■ Prompt ■
Retype the lines of the records verbatim, beginning with the line containing "the car shadow" and ending with the line containing "[(56, 366)]", both included.

■ Data for this task ■

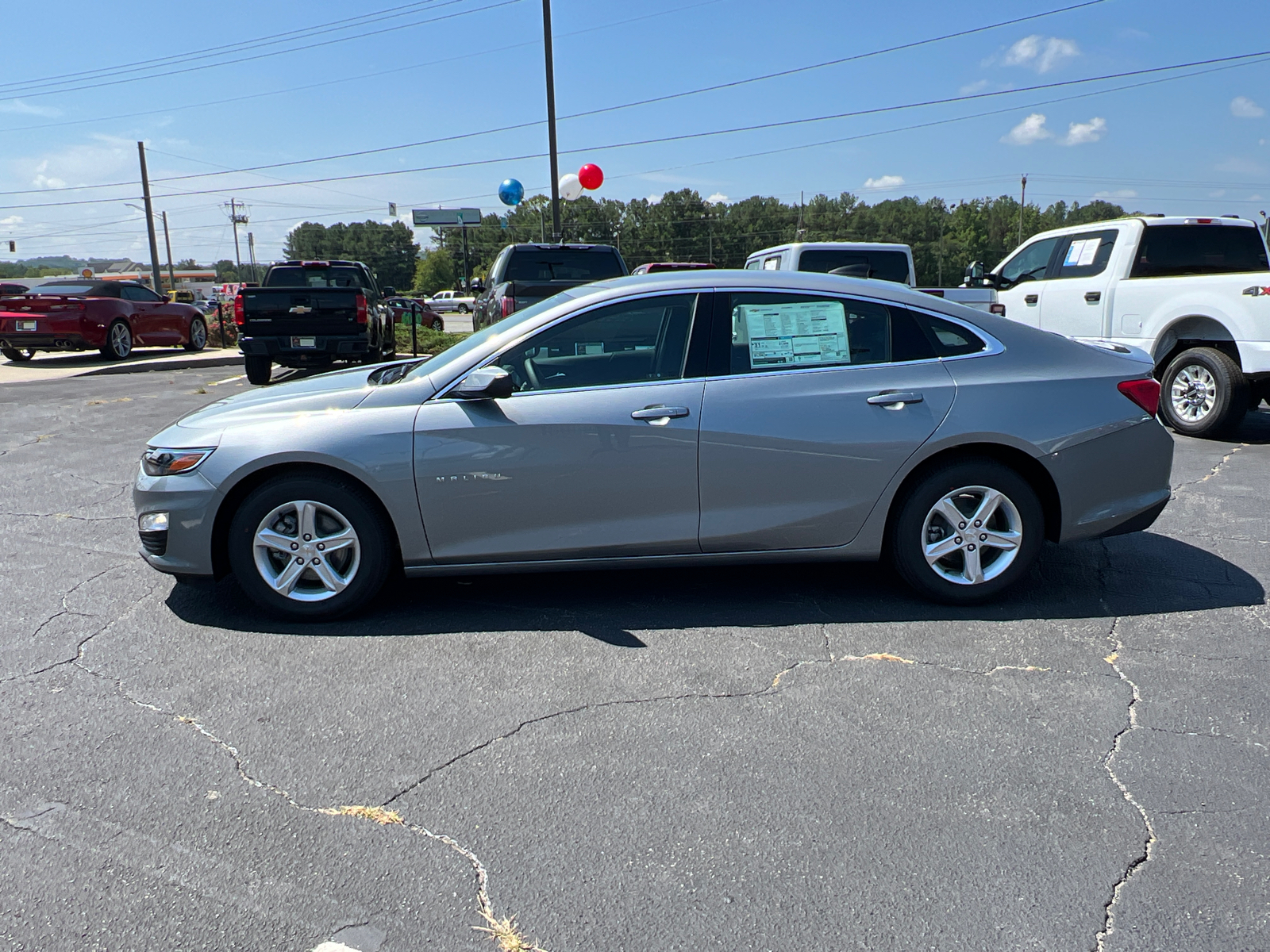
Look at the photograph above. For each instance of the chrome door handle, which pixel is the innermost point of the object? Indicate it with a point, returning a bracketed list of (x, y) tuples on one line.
[(895, 397), (660, 416)]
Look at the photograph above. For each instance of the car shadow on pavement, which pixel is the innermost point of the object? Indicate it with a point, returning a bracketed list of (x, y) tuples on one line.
[(1126, 575)]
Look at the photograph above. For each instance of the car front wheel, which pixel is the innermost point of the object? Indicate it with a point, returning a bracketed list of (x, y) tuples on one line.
[(967, 531), (1203, 393), (309, 547)]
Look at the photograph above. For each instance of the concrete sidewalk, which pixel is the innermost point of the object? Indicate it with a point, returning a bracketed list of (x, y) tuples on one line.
[(56, 366)]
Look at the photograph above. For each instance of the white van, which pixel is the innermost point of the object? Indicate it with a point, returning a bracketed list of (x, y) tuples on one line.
[(855, 259)]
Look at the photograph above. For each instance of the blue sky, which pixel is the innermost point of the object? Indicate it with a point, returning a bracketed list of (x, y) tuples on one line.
[(1194, 145)]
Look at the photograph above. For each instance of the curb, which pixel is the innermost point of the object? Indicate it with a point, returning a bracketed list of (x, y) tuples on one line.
[(167, 365)]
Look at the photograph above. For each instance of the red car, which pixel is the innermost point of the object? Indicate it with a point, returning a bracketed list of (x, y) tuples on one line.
[(111, 317)]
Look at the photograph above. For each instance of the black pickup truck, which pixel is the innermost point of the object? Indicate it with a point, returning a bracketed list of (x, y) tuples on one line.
[(309, 314), (525, 274)]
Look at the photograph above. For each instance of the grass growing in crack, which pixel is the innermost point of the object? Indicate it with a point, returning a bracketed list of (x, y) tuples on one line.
[(507, 935), (368, 812)]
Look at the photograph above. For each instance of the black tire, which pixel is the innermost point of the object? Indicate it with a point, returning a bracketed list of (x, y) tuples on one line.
[(197, 336), (914, 524), (118, 342), (260, 368), (1203, 393), (338, 505)]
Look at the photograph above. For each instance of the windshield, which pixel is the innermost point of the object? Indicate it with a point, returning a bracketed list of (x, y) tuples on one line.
[(507, 328), (884, 266), (300, 277), (63, 290), (562, 264)]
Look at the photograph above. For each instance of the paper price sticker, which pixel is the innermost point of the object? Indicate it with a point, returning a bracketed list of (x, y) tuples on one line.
[(804, 334)]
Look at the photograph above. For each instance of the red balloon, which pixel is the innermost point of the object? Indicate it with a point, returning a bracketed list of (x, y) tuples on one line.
[(591, 177)]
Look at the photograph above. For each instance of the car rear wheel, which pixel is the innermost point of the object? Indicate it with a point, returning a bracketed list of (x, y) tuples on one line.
[(309, 547), (197, 336), (1203, 393), (260, 368), (967, 531), (118, 342)]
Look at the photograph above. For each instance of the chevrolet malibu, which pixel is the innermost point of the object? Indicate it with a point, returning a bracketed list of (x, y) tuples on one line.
[(687, 418)]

■ Result of this exercise ■
Look at the photograph above. For each instance of the car shadow on pavement, which pixel is the innermost point of the object? Indicate it with a point, returning a bracketed list of (x, y) tuples on one line.
[(1126, 575)]
Look at the photograph above. For each instance of the car front wheel, which pixel is the innermost point of the object? Indicate it with a point, returning a bracketed list of (x, y) tuples on one line.
[(967, 531), (1203, 393), (309, 547)]
Look at the photograph above. For each instance of the concrete sidewalk, which pixel is the innermost point of the object? Indicate it with a point, returning a bracketed list of (x, y) tuples on one line.
[(56, 366)]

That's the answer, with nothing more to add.